**Exercise text:**
[Start of Attachment]
Discussion in 'Science Fiction & Fantasy' started by jmc247, Sep 25, 2018.
^ agreed. I don't dislike the show... but I can't say I like that much, either. It's....OK.
I liked the premiere more the second time around. I guess I'm still invested in the show but to me it'll never have the appeal that Legion does.
Kind of frustrating. The conclusion to last season, where Lorna and Marcos actually made choices was very dramatic. But now they've cheated to undo the drama. At the end, the Mutant Underground was on the ropes. Magically, it's back in business. And the Hellfire Club has been shut down completely! So, now, instead of the Mutant Underground coping with failure there's arbitrary nuttiness about Marcos and Caitlin finding people to do something unspecified. I mean, Marcos ditched Lorna, which was a huge deal. Now he's unditched her! Well technically, he could be plotting a custodial kidnapping, but the show doesn't seem to even remember Marcos rejected Lorna. Lauren even says Lorna left them, which isn't true. They rejected her.
[End of Attachment]
**The data:**
[Start of Attachment]
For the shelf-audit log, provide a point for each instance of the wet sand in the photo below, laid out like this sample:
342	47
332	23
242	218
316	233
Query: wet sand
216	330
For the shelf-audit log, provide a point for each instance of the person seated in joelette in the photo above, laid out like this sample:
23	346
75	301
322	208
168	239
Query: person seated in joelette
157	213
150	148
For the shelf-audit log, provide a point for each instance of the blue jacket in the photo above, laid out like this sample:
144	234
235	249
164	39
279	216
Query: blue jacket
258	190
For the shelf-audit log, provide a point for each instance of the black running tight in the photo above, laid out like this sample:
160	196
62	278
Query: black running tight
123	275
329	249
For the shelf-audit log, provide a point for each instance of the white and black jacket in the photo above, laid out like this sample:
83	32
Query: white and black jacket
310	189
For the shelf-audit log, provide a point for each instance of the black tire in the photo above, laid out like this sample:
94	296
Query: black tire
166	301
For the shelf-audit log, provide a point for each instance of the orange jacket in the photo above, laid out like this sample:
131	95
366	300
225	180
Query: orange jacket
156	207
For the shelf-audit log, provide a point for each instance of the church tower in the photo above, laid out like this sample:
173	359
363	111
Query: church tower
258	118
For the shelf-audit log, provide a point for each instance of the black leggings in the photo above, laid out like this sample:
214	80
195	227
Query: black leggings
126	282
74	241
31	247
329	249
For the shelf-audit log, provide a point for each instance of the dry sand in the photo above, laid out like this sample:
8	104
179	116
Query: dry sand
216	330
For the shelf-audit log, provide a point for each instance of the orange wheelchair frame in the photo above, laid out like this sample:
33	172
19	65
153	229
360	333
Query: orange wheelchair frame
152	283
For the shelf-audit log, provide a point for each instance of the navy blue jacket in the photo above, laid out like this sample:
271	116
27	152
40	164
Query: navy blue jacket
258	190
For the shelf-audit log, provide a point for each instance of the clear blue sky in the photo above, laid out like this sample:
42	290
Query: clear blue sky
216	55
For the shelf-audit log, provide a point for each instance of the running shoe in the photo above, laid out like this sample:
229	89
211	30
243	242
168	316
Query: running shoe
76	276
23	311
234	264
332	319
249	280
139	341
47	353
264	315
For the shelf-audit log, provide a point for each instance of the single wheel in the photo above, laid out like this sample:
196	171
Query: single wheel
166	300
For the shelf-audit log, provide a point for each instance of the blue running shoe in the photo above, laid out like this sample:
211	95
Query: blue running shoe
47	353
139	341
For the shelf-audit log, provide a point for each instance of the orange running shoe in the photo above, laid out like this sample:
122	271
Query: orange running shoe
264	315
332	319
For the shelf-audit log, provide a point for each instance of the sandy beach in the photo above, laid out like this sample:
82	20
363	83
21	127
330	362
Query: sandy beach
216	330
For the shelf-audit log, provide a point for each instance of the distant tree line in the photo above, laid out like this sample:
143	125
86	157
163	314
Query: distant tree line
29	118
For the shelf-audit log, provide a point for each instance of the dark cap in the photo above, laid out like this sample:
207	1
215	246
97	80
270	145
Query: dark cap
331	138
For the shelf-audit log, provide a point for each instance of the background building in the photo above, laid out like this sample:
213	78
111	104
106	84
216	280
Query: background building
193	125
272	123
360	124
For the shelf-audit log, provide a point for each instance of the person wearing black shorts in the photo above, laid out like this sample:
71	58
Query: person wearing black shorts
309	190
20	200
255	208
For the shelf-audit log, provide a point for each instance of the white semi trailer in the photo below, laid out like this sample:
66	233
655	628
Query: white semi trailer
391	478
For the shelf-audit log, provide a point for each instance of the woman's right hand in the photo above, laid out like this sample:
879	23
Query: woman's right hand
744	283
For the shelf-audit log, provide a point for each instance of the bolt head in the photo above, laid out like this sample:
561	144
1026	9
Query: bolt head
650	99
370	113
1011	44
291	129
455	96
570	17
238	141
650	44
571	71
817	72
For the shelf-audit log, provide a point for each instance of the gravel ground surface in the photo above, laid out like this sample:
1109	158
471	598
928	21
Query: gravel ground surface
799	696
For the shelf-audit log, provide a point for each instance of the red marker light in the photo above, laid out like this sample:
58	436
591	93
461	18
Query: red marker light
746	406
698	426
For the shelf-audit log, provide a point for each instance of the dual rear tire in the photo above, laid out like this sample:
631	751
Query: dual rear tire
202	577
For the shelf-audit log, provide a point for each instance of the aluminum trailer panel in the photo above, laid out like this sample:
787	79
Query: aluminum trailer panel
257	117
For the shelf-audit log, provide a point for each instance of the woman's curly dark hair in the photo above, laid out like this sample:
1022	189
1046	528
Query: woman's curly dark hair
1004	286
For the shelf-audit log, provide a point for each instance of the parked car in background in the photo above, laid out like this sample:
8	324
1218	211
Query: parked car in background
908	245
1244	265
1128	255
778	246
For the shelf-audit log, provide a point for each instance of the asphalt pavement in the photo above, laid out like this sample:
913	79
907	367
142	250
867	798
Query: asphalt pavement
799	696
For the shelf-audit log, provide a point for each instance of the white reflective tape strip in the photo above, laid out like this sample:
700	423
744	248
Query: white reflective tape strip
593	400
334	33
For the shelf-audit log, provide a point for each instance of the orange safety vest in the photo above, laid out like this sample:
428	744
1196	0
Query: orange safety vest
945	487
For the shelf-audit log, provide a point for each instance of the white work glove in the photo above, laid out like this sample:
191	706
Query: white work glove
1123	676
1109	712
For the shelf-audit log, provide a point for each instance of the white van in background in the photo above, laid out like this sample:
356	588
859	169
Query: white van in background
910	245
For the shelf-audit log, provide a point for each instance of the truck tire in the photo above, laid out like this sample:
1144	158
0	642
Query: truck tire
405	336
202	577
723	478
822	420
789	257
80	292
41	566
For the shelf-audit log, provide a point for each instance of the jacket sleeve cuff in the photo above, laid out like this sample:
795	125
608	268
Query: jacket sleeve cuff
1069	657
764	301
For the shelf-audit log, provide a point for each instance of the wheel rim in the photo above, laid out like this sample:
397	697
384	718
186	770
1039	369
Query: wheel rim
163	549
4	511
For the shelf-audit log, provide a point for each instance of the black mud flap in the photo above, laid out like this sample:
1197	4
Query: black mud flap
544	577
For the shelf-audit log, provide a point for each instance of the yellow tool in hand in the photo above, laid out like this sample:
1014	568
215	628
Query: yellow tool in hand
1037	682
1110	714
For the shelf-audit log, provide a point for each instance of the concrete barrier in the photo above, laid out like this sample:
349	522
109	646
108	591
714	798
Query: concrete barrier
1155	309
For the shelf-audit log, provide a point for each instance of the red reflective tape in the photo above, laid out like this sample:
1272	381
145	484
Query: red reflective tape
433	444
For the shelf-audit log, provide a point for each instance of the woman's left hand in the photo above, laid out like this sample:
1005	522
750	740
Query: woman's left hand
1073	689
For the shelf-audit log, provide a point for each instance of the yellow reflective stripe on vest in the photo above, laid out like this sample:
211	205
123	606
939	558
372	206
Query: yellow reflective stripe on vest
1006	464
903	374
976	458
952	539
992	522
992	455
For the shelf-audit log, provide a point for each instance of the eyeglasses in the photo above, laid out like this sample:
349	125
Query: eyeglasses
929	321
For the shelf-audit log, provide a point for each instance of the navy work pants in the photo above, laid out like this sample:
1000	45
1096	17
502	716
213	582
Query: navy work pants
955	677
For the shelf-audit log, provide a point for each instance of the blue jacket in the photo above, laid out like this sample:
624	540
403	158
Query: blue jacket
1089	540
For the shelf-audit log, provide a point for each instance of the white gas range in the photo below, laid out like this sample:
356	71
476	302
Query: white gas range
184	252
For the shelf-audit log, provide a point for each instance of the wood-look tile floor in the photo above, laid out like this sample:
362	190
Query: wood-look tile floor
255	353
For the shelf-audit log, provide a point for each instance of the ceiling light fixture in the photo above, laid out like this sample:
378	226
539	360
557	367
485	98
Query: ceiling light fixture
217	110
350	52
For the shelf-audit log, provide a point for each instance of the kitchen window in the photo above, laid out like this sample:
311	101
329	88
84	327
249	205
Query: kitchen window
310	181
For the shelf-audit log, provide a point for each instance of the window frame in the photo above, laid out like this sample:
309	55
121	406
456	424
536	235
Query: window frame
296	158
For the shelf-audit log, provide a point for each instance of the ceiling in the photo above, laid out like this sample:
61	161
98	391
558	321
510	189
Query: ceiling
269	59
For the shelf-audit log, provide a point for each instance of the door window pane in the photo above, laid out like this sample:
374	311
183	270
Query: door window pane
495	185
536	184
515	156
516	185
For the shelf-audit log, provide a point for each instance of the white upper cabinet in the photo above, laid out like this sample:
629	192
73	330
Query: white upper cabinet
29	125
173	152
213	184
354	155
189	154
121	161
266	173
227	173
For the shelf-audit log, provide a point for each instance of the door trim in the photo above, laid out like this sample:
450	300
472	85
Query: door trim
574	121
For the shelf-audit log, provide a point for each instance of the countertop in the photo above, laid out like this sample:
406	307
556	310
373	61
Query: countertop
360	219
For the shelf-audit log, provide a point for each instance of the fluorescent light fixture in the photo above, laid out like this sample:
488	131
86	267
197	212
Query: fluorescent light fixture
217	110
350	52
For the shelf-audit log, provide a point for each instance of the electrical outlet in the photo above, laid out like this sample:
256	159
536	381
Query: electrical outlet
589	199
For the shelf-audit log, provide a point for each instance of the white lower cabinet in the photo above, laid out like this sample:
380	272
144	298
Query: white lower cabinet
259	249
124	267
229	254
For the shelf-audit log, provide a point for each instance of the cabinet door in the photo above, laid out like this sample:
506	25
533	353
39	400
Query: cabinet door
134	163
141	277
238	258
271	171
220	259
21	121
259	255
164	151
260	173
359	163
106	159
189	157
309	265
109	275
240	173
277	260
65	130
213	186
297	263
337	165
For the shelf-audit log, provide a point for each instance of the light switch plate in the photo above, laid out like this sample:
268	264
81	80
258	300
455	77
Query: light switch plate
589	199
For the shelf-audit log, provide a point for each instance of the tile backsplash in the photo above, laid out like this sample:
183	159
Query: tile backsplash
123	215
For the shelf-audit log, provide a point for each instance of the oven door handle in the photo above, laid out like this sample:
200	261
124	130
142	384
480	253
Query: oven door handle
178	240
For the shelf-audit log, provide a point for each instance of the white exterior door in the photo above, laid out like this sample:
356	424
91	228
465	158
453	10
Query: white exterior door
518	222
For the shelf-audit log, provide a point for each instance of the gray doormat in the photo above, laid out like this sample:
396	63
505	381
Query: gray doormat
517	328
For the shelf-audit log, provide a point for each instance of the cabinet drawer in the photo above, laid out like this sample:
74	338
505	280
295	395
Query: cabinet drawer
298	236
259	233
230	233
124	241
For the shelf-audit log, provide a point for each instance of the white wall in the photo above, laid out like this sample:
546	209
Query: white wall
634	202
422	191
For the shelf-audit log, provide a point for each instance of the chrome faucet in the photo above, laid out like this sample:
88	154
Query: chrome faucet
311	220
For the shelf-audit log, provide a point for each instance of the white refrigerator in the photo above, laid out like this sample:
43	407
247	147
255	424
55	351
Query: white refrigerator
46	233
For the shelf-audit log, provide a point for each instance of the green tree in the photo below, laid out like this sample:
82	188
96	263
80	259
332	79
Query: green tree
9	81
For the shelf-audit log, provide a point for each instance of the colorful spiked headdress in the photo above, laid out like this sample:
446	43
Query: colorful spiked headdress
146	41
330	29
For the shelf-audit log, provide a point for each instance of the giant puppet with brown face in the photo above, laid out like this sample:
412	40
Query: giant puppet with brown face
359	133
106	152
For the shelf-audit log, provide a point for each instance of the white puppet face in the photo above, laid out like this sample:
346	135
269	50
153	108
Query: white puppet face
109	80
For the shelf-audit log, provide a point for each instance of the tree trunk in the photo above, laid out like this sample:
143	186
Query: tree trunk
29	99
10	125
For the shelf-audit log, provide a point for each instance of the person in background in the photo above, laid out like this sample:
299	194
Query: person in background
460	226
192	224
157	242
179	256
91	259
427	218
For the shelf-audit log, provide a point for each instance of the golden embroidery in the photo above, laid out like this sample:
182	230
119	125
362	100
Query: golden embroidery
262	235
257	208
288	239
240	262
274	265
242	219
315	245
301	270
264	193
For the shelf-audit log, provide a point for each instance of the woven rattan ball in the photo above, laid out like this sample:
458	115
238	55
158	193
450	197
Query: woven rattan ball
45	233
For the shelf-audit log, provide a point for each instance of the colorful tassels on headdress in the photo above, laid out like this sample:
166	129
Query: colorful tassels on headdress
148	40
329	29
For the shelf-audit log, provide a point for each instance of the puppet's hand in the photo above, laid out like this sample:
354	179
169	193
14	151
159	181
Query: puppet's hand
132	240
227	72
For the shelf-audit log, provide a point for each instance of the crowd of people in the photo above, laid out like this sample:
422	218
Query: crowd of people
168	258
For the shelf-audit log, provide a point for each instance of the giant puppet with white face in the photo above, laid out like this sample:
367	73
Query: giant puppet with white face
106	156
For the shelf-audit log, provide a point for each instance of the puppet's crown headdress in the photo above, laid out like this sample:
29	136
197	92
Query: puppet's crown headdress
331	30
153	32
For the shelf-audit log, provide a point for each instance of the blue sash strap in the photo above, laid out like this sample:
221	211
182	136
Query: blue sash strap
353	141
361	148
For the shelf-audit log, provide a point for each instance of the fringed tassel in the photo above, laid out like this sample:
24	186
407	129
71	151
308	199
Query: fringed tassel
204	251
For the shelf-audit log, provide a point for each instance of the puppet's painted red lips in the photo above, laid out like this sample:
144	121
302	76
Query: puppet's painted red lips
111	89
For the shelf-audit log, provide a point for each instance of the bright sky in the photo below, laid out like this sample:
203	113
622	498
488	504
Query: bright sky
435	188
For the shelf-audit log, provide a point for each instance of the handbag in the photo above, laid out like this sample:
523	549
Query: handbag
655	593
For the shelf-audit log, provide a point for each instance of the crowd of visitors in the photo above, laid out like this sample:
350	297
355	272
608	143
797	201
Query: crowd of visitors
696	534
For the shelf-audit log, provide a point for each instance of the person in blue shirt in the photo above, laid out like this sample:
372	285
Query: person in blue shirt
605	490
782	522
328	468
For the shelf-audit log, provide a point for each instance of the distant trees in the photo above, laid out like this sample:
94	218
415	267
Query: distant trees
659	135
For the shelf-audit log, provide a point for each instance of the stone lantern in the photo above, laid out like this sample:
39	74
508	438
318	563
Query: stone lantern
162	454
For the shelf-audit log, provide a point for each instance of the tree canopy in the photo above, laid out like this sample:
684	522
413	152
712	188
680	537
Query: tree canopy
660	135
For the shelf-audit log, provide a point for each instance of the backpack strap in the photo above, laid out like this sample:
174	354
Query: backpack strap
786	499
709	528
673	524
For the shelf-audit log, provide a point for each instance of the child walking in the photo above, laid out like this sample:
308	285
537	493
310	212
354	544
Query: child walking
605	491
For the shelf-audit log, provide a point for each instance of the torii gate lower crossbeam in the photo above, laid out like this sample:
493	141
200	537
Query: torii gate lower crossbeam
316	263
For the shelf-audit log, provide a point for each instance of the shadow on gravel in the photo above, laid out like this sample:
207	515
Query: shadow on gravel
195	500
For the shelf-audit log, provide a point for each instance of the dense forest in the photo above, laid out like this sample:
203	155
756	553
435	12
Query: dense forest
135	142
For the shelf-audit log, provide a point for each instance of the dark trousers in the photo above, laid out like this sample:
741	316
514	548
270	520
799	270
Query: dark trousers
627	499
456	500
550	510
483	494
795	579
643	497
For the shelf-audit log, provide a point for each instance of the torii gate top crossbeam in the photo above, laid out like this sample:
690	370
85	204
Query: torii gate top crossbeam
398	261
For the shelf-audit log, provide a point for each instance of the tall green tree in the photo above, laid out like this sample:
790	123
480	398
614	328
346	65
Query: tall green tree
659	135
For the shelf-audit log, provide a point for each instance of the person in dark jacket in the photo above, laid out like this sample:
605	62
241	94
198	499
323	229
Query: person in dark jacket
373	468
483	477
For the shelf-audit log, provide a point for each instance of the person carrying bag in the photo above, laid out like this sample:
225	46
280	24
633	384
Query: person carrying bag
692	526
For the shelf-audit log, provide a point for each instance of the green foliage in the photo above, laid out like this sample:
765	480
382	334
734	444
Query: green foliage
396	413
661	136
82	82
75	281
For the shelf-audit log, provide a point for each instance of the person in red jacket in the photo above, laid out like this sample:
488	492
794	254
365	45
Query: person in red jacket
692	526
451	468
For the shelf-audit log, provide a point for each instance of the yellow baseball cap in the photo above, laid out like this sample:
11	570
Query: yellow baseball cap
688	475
[End of Attachment]
**Goal of the exercise:** According to the forum discussion, which group has been shut down completely? Use only the forum discussion to answer.

**Answer to this exercise:** The Hellfire Club.